*EXERCISE GOAL*
Count every line of these entries that holds the word "church", and reply with the number only.

*DATASET EXTRACT*
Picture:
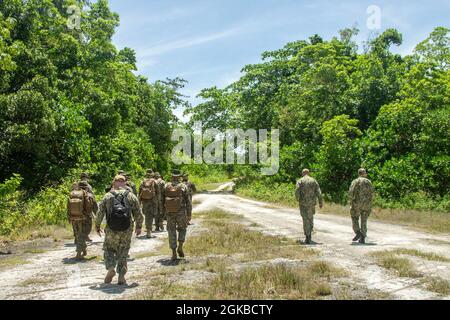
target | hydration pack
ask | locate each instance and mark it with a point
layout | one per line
(173, 198)
(119, 219)
(148, 190)
(77, 205)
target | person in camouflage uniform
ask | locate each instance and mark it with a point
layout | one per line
(191, 190)
(84, 184)
(307, 191)
(176, 222)
(160, 214)
(117, 243)
(149, 207)
(360, 195)
(130, 183)
(78, 227)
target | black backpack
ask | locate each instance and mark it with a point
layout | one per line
(120, 217)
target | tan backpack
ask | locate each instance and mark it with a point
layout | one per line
(148, 190)
(77, 205)
(173, 198)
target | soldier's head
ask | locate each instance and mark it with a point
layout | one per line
(83, 185)
(75, 186)
(84, 176)
(362, 173)
(119, 182)
(149, 173)
(176, 175)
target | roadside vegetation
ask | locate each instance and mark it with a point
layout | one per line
(397, 262)
(430, 220)
(233, 261)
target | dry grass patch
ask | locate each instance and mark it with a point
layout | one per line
(432, 221)
(9, 262)
(420, 254)
(36, 282)
(438, 285)
(265, 282)
(268, 282)
(227, 238)
(402, 266)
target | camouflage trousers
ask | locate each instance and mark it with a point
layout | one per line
(356, 214)
(307, 213)
(115, 249)
(87, 227)
(159, 220)
(189, 208)
(150, 211)
(79, 231)
(176, 223)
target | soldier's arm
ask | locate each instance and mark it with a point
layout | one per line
(297, 191)
(101, 213)
(319, 194)
(68, 210)
(136, 211)
(351, 191)
(372, 191)
(185, 194)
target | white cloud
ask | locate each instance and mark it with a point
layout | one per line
(187, 43)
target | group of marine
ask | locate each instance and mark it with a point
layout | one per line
(124, 207)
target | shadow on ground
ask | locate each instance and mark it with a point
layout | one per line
(113, 288)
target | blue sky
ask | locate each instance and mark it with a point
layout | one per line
(207, 42)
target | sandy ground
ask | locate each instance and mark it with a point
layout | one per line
(55, 275)
(333, 235)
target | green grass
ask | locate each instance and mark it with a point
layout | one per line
(282, 194)
(420, 254)
(438, 285)
(265, 282)
(224, 237)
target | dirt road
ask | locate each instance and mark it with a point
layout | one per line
(54, 275)
(334, 234)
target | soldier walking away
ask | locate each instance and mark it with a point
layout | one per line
(191, 191)
(307, 191)
(78, 207)
(130, 183)
(160, 212)
(84, 184)
(121, 208)
(175, 203)
(361, 195)
(148, 196)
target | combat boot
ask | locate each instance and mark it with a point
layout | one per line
(79, 257)
(110, 275)
(357, 237)
(174, 255)
(121, 281)
(308, 240)
(180, 249)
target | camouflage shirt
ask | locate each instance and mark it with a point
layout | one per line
(361, 193)
(106, 205)
(190, 187)
(184, 192)
(307, 191)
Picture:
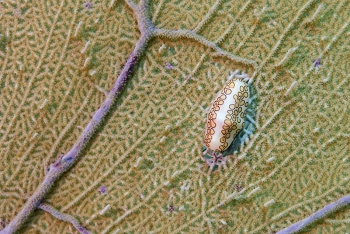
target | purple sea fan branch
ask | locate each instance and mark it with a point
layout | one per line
(317, 215)
(64, 163)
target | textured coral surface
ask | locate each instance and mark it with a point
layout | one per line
(142, 171)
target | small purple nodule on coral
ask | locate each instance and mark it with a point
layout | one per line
(169, 66)
(102, 189)
(317, 63)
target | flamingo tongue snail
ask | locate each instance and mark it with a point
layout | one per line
(226, 115)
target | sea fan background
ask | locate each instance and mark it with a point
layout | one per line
(58, 59)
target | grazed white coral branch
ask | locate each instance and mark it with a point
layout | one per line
(317, 215)
(64, 217)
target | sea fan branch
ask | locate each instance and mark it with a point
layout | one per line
(175, 34)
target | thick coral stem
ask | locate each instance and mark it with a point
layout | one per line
(64, 217)
(317, 215)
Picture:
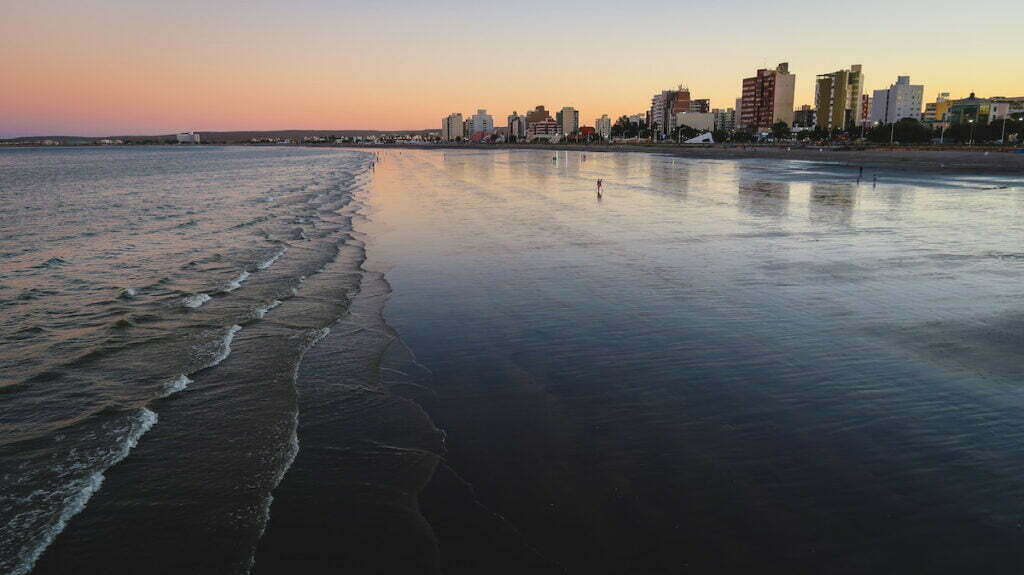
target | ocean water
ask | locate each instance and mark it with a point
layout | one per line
(154, 306)
(276, 360)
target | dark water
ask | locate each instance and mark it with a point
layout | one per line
(155, 304)
(719, 366)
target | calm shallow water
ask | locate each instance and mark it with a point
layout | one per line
(719, 366)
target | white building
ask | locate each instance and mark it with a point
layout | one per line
(452, 127)
(725, 120)
(517, 126)
(481, 122)
(568, 120)
(603, 126)
(902, 99)
(696, 120)
(545, 130)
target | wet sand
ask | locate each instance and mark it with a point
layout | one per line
(997, 161)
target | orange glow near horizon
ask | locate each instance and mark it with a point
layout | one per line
(115, 68)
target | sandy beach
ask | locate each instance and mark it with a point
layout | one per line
(980, 160)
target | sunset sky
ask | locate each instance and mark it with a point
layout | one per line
(138, 67)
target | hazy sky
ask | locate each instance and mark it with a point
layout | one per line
(140, 67)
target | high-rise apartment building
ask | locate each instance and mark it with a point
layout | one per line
(516, 126)
(936, 113)
(804, 118)
(603, 126)
(725, 120)
(452, 127)
(568, 120)
(481, 123)
(767, 98)
(837, 97)
(902, 99)
(538, 115)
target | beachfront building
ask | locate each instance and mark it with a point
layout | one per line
(516, 127)
(538, 115)
(971, 108)
(665, 107)
(696, 120)
(452, 127)
(725, 120)
(902, 99)
(603, 126)
(767, 98)
(1007, 107)
(699, 106)
(837, 97)
(936, 113)
(804, 118)
(481, 123)
(568, 121)
(545, 130)
(864, 116)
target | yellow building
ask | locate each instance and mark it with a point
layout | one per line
(837, 97)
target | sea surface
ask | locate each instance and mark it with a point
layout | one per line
(297, 360)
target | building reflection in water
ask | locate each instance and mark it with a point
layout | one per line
(763, 197)
(833, 203)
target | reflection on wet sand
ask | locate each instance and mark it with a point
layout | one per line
(763, 197)
(833, 203)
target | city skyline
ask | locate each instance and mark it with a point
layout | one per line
(107, 68)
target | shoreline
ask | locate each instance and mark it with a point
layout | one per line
(952, 161)
(980, 160)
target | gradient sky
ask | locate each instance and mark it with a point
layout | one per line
(140, 67)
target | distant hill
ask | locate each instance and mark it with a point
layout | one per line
(225, 137)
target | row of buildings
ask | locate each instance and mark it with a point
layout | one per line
(536, 124)
(767, 97)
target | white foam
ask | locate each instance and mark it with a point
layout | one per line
(76, 502)
(237, 282)
(174, 386)
(260, 312)
(267, 263)
(196, 301)
(315, 336)
(225, 346)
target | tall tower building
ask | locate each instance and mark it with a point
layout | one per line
(603, 126)
(837, 97)
(517, 126)
(902, 99)
(568, 120)
(452, 127)
(481, 122)
(767, 98)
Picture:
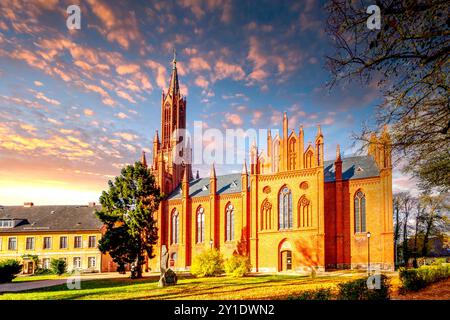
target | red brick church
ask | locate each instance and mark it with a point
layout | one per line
(289, 210)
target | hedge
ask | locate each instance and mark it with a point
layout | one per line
(9, 269)
(359, 290)
(418, 278)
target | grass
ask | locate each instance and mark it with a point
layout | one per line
(253, 287)
(39, 277)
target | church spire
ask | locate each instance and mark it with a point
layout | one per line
(143, 159)
(174, 87)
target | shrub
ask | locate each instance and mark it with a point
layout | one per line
(418, 278)
(58, 266)
(316, 294)
(439, 261)
(9, 269)
(209, 263)
(359, 290)
(237, 266)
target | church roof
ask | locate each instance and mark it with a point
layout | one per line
(50, 218)
(355, 167)
(230, 183)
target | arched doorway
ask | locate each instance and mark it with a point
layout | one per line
(286, 260)
(285, 256)
(173, 260)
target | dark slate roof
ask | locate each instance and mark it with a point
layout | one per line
(355, 167)
(50, 218)
(230, 183)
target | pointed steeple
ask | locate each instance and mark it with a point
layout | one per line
(174, 87)
(244, 168)
(143, 159)
(338, 164)
(212, 173)
(319, 131)
(156, 137)
(186, 175)
(338, 153)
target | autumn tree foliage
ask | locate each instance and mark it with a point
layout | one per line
(408, 59)
(128, 209)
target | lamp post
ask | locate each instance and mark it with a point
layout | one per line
(368, 252)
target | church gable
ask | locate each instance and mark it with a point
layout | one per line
(357, 167)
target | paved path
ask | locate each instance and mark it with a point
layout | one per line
(38, 284)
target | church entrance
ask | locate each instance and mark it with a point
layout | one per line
(286, 260)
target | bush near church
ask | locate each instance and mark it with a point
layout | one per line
(418, 278)
(358, 290)
(314, 294)
(208, 264)
(58, 266)
(237, 266)
(9, 270)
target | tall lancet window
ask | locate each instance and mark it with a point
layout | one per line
(360, 212)
(292, 154)
(200, 234)
(285, 208)
(229, 223)
(175, 226)
(166, 124)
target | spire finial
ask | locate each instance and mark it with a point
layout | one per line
(338, 153)
(213, 171)
(244, 167)
(174, 61)
(143, 159)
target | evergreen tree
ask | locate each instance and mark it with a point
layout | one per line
(128, 209)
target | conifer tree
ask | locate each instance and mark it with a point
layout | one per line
(128, 209)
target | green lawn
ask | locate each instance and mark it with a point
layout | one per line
(253, 287)
(39, 277)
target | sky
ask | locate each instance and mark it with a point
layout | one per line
(78, 105)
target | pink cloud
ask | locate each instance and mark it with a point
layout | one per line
(127, 69)
(226, 70)
(201, 82)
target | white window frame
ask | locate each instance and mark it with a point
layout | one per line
(95, 242)
(90, 259)
(50, 243)
(81, 242)
(67, 242)
(15, 247)
(46, 263)
(75, 267)
(33, 244)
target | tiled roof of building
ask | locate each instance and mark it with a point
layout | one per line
(355, 167)
(230, 183)
(50, 218)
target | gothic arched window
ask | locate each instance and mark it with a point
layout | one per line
(309, 159)
(166, 123)
(292, 154)
(229, 222)
(360, 212)
(285, 208)
(276, 155)
(175, 226)
(200, 225)
(304, 213)
(266, 215)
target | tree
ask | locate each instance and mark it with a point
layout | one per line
(408, 60)
(128, 209)
(435, 218)
(58, 266)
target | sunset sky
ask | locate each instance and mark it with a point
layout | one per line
(77, 105)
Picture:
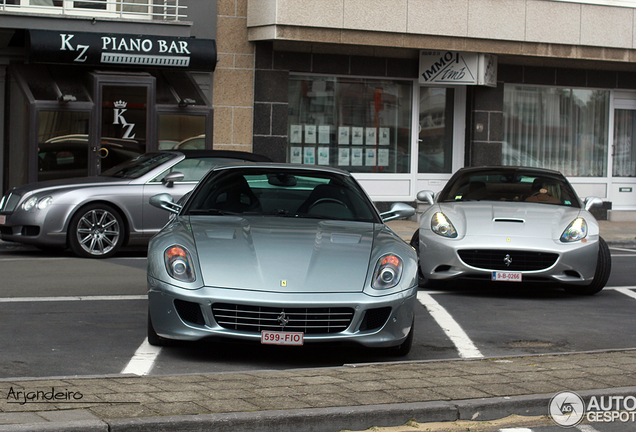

*ANSWER FOR THIS EXERCISE*
6